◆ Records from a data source
-------------------------
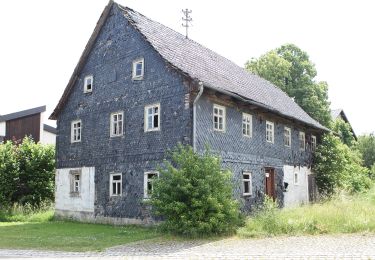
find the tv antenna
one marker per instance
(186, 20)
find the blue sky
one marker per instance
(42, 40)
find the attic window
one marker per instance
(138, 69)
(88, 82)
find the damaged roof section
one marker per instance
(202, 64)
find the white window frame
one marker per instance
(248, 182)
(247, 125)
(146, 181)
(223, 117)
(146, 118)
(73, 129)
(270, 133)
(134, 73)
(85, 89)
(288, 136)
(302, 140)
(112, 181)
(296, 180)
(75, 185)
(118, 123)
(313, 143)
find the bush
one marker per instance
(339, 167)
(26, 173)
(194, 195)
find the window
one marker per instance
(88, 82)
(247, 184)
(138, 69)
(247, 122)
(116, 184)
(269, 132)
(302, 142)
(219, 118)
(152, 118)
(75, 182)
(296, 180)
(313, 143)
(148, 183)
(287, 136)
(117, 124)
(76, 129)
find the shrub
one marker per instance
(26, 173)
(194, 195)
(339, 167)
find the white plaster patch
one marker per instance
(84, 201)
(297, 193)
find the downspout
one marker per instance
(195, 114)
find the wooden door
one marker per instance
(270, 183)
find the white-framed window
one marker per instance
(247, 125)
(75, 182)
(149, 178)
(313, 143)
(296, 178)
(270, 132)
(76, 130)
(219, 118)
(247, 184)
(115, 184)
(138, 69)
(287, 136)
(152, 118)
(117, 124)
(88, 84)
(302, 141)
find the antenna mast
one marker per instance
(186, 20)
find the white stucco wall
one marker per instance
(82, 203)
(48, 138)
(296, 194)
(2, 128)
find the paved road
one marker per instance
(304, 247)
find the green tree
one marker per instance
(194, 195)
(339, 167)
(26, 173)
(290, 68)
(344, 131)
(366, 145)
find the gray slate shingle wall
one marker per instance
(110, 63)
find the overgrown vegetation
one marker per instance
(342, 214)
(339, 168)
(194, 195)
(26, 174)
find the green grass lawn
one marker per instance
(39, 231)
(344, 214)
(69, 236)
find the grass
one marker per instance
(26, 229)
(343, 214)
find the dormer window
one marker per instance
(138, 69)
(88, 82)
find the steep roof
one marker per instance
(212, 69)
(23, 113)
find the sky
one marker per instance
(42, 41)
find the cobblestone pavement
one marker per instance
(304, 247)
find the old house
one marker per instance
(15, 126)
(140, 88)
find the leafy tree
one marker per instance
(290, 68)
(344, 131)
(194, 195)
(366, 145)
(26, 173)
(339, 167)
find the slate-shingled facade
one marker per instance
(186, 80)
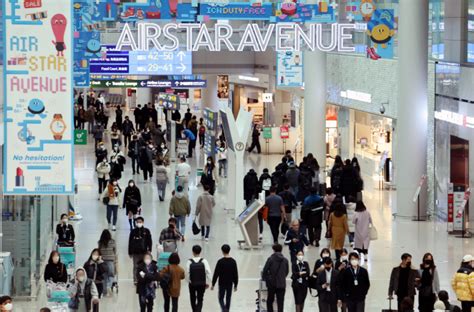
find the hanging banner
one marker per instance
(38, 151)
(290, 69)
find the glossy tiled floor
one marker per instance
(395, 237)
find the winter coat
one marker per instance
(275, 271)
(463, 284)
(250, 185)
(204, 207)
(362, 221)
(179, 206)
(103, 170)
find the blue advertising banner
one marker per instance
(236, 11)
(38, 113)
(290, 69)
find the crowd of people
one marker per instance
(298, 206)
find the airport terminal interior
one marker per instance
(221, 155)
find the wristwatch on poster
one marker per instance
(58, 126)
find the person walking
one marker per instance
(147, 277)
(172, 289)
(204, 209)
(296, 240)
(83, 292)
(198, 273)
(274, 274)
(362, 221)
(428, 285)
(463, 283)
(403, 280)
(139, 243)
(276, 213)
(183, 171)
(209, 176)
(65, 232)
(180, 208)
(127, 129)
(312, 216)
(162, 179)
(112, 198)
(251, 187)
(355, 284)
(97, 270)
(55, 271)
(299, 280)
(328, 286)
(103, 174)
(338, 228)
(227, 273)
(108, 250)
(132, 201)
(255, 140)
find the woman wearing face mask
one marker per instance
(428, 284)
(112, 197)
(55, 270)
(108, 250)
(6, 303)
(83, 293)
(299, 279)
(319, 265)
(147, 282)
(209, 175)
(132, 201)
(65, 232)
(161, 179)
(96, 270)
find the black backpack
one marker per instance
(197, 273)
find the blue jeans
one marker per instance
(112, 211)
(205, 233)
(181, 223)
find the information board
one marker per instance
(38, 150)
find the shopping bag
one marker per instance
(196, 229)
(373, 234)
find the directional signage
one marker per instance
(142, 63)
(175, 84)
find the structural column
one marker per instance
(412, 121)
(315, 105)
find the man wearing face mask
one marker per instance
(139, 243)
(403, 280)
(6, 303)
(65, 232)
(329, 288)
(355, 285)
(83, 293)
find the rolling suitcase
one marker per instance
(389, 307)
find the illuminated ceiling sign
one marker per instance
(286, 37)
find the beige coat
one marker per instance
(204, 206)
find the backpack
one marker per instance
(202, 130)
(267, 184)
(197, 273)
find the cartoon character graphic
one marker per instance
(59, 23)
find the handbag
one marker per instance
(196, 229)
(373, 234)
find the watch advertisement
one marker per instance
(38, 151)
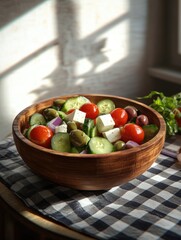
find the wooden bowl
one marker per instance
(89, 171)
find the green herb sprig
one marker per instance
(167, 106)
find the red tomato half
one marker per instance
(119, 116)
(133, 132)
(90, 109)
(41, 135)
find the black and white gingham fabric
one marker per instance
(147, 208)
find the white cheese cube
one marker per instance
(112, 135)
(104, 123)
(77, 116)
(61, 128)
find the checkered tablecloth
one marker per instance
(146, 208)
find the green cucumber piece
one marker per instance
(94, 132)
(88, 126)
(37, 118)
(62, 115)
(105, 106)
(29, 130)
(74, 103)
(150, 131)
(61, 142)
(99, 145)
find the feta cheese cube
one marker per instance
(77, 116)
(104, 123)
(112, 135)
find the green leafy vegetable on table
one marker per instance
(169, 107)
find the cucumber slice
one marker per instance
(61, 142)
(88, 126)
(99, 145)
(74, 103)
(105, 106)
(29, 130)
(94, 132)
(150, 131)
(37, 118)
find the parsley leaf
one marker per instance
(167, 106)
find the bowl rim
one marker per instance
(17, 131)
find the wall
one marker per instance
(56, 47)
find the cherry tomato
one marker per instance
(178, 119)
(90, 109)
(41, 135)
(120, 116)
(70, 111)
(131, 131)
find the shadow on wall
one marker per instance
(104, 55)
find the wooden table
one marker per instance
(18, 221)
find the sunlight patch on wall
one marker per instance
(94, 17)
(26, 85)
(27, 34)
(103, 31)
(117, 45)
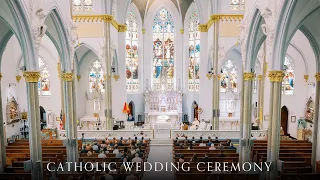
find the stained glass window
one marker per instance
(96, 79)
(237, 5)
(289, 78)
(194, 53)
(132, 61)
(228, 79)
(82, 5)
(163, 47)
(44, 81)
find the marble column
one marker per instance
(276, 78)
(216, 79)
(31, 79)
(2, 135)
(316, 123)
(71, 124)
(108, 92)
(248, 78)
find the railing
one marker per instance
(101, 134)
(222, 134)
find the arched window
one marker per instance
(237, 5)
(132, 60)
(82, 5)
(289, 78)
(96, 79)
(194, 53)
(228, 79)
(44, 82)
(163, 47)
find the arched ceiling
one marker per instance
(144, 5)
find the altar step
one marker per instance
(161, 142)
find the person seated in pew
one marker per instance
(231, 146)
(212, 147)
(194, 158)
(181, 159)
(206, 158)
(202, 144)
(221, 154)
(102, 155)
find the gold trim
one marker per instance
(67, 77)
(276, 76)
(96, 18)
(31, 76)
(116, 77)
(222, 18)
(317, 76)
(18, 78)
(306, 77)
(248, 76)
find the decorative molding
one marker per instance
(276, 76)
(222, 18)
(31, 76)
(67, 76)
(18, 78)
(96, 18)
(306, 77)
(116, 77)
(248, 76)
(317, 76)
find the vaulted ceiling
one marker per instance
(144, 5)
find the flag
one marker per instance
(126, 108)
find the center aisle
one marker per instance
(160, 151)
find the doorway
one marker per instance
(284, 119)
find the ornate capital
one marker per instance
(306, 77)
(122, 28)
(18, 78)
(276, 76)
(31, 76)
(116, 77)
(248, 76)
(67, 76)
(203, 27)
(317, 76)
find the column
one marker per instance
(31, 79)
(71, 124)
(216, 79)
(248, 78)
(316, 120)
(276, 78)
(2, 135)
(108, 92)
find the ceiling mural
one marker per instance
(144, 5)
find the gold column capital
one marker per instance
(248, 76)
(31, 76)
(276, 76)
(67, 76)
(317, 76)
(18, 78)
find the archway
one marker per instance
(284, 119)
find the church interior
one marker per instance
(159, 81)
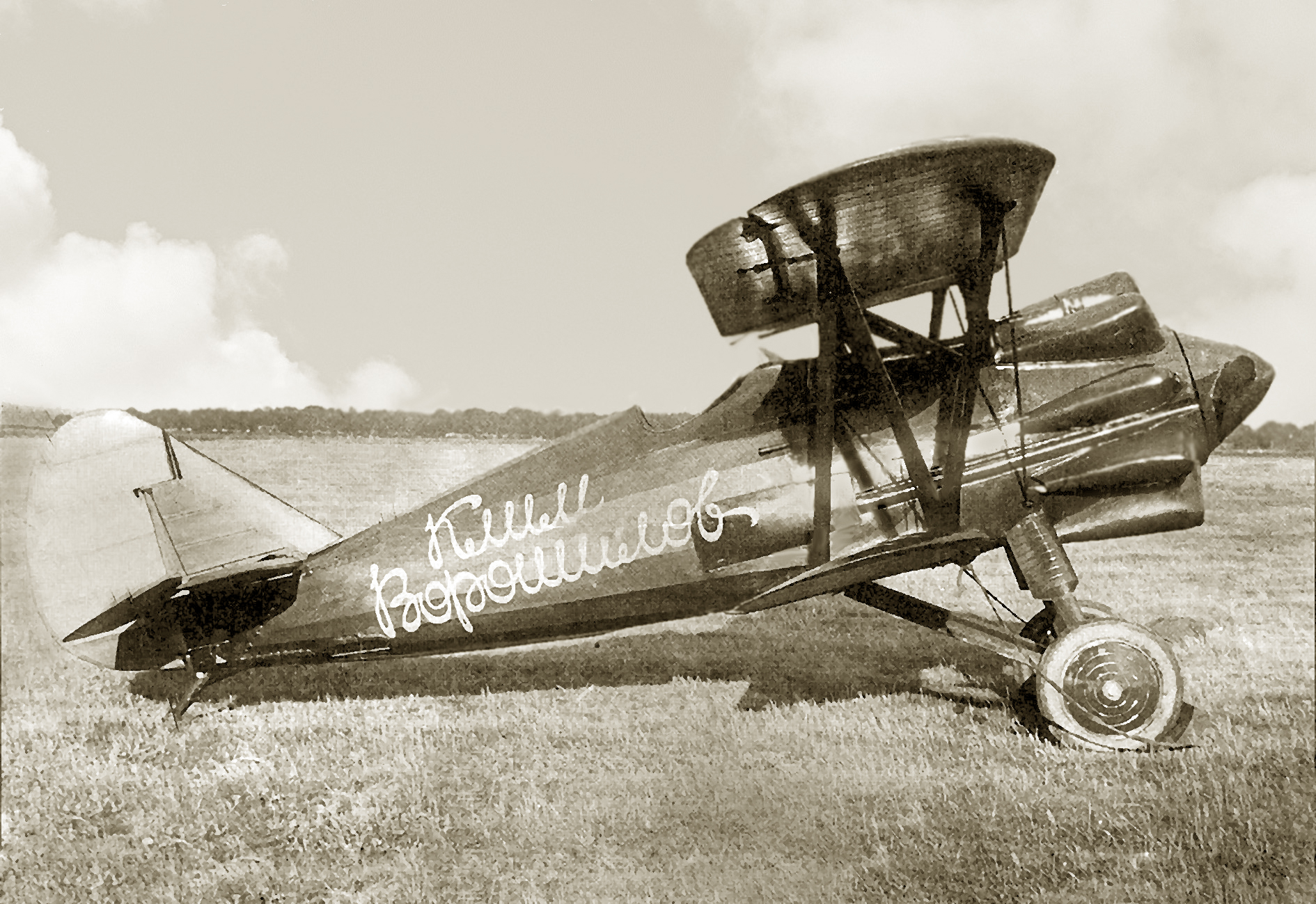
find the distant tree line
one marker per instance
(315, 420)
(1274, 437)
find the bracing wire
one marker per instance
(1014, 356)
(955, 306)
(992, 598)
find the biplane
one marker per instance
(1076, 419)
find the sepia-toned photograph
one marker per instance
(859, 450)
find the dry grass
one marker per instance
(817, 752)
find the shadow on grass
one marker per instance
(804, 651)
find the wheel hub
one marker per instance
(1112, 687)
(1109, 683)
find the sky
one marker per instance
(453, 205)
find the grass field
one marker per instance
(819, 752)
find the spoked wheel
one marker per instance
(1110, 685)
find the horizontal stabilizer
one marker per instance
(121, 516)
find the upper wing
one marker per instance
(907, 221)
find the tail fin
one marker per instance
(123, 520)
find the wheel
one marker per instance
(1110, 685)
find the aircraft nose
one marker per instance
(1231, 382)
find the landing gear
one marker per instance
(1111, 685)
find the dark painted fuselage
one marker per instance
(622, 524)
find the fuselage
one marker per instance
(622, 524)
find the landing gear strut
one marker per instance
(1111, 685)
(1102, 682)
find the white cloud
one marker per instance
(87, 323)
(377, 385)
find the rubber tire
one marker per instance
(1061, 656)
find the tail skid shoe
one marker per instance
-------------------------
◆ What is asked
Please convert the records above into a Markdown table with the columns Row and Line, starting at the line that contains "find the rubber tire" and ending at the final line. Leave out any blank lines.

◆ Solution to the exercise
| Row | Line |
|---|---|
| 1 | find the rubber tire |
| 2 | one marker per instance |
| 3 | (1061, 656) |
| 4 | find the tail skid shoe |
| 5 | one marker per instance |